(Kutipan Pilihan)
Sabtu, 20 September 2025

Bonsai: Hobi, Kontemplasi, dan Investasi Pensiun

 


Saya punya hobi berkebun. Awalnya, menanam sayur, bunga, dan tanaman umur pendek lainnya di lahan yang sangat terbatas. Rasanya menyenangkan bisa melihat benih tumbuh menjadi hijau, kemudian panen meski hanya secuil. Tetapi, ada satu masalah yang sering muncul: tubuh tak selalu sanggup untuk merawatnya.

Rutinitas dari subuh hingga magrib sudah cukup menguras tenaga. Kadang Sabtu pun masih harus berangkat kerja. Pulang ke rumah, badan sudah lelah tak tertahankan. Harapan bisa berbagi peran dengan anak atau istri untuk ikut merawat tanaman pun sering berakhir sama: kelelahan.

(Bahan yang Disediakan)
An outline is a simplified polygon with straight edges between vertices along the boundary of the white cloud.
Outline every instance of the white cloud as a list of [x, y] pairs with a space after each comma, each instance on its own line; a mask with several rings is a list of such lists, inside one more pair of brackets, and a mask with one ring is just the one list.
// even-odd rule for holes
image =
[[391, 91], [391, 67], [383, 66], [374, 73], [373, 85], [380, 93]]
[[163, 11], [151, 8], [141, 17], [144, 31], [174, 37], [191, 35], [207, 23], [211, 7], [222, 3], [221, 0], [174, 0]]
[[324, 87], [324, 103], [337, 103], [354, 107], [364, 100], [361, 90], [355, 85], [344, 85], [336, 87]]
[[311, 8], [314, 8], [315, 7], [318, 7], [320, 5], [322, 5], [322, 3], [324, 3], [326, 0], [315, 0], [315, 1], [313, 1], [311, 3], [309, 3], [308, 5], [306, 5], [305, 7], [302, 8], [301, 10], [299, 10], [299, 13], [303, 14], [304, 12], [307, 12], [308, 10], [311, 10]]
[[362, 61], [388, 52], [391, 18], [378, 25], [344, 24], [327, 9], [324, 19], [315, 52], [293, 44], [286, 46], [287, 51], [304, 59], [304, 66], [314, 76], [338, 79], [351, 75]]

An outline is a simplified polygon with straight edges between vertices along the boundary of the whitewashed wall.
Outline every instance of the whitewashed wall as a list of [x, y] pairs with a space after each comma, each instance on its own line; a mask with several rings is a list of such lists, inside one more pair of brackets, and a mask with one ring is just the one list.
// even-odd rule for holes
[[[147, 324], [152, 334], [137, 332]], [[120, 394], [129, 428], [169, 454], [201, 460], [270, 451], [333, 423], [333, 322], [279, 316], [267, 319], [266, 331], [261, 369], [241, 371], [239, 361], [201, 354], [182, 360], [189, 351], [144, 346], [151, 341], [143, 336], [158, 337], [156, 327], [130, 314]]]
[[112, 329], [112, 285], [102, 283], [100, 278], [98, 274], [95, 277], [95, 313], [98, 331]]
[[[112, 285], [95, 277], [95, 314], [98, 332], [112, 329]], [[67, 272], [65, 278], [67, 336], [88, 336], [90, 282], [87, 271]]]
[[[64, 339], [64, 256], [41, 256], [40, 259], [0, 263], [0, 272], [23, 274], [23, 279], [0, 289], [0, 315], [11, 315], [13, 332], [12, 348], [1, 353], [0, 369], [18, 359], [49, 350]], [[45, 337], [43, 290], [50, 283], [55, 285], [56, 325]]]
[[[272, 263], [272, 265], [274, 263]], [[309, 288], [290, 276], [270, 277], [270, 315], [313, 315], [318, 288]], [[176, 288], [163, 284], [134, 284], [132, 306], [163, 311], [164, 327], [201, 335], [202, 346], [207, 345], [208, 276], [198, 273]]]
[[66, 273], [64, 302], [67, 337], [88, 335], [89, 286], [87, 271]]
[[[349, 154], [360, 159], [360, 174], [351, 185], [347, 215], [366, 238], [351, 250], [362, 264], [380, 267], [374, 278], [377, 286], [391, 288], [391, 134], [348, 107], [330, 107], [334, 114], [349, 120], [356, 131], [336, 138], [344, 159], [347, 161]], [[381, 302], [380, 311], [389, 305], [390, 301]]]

(Petunjuk Latihan) Apa terjemahan bahasa Inggris untuk kalimat "Rutinitas dari subuh hingga magrib sudah cukup menguras tenaga." dari tulisan tentang bonsai ini? Daftar tersebut sama sekali tidak dipakai di sini.

(Hasil Jawaban) The routine from dawn until dusk is already quite exhausting.